#### REQUIREMENT
Using the entries below, output exactly the line containing "Identify the flowering" and all lines that follow it to the end.

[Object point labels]
════════

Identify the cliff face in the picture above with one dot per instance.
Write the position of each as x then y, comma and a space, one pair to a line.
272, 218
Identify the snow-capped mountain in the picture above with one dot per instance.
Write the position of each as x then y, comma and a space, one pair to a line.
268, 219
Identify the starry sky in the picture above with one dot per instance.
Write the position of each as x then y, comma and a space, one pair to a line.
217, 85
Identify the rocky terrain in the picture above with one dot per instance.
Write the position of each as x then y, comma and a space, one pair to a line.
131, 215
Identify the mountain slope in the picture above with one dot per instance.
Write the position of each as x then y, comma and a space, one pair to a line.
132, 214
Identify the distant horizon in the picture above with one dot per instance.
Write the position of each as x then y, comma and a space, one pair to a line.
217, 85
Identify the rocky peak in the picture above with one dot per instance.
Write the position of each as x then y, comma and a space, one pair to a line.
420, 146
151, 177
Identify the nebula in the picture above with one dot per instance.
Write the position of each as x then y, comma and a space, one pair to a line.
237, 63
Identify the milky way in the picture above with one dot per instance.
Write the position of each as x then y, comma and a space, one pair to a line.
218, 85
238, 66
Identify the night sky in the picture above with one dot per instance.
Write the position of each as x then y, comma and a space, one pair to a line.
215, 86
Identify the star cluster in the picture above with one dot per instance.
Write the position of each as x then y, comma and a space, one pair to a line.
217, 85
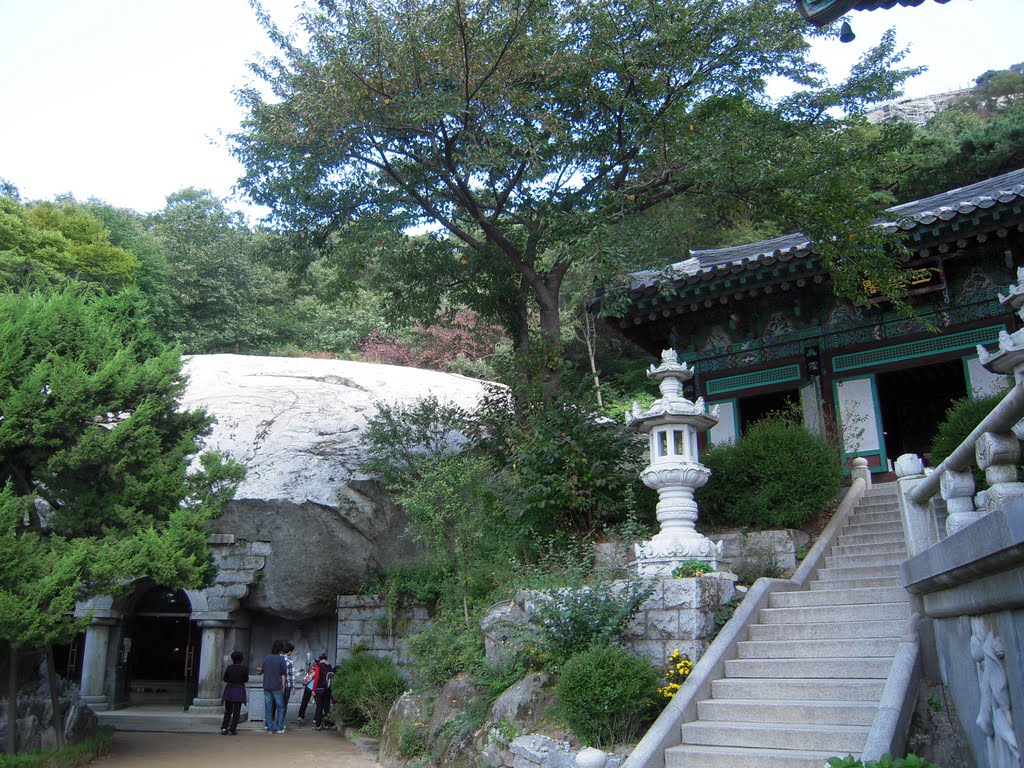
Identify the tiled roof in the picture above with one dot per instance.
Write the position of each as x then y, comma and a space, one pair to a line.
965, 201
876, 4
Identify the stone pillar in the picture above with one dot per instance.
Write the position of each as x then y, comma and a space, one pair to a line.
211, 666
97, 637
957, 489
997, 455
920, 526
860, 470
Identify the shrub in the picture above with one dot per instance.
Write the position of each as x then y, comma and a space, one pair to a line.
607, 695
365, 688
778, 475
887, 761
98, 744
442, 650
960, 421
573, 620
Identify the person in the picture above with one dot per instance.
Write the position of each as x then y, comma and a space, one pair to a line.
236, 677
307, 693
322, 689
286, 653
273, 689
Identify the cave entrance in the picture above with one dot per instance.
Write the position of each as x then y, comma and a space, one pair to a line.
159, 653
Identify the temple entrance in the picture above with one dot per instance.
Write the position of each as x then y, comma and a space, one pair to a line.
754, 409
913, 401
159, 648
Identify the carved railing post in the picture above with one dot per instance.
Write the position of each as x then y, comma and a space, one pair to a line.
957, 491
920, 526
997, 455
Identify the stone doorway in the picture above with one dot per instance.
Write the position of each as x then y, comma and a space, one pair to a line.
755, 408
159, 650
913, 400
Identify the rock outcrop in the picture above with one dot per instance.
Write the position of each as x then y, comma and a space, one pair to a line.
296, 424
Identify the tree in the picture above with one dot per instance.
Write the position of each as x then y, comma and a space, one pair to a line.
94, 453
47, 244
514, 128
224, 300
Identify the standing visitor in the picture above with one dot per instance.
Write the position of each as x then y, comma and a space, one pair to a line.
286, 653
236, 677
307, 692
323, 673
273, 689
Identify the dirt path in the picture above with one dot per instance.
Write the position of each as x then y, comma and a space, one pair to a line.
254, 749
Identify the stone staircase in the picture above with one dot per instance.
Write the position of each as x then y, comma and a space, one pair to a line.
807, 680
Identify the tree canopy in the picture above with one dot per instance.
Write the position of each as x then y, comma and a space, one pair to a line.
93, 459
512, 130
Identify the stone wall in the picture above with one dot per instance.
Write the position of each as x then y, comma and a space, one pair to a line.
971, 586
679, 614
364, 625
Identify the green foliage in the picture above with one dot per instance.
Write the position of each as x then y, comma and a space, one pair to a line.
50, 244
960, 420
566, 468
755, 566
887, 761
75, 756
571, 620
607, 695
442, 650
365, 689
690, 568
412, 740
95, 454
401, 440
455, 513
437, 115
753, 482
224, 300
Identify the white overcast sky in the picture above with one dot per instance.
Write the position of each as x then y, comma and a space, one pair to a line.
129, 100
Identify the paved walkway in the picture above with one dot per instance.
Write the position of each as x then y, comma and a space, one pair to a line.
252, 749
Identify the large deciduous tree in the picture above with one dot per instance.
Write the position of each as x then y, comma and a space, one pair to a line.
515, 128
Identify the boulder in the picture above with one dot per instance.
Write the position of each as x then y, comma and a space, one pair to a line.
296, 424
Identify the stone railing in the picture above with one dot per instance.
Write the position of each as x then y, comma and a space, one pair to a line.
966, 573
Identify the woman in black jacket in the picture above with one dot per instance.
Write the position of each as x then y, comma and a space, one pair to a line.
236, 677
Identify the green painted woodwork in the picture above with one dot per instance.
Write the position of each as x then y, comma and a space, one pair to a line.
753, 379
912, 349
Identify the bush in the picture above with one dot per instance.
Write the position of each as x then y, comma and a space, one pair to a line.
958, 422
365, 688
98, 744
442, 650
778, 475
607, 695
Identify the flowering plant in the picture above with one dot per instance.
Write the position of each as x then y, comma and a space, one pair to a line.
680, 667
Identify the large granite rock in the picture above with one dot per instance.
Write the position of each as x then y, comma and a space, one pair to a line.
296, 422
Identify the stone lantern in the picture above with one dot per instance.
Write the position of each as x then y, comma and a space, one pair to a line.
675, 472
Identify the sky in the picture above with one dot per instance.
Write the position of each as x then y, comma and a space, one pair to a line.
130, 100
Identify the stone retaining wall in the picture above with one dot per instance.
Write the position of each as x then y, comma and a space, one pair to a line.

════════

#### TASK OUTPUT
Identify the flowering plant in the picture above with one dot per instance.
Write the position of each as x then y, comma and a space, one pair to a line.
680, 667
Identify the large granite rock in the picture above with one dot per instance.
Write the position of each as x then y, comma and a space, one pair to a line.
296, 422
Identify the stone lantern in the picture above with one dot per instance.
Write the position of each as x then y, comma and a space, one pair to a line.
675, 472
Identify the sky in the picture above with one dot per instance.
Write the position of each as x then y, comma and a space, one pair to a line.
130, 100
Identify the stone retaining wall in the picture above with one dot per instance.
Write the position of each as x then y, comma and a space, one pair to a line.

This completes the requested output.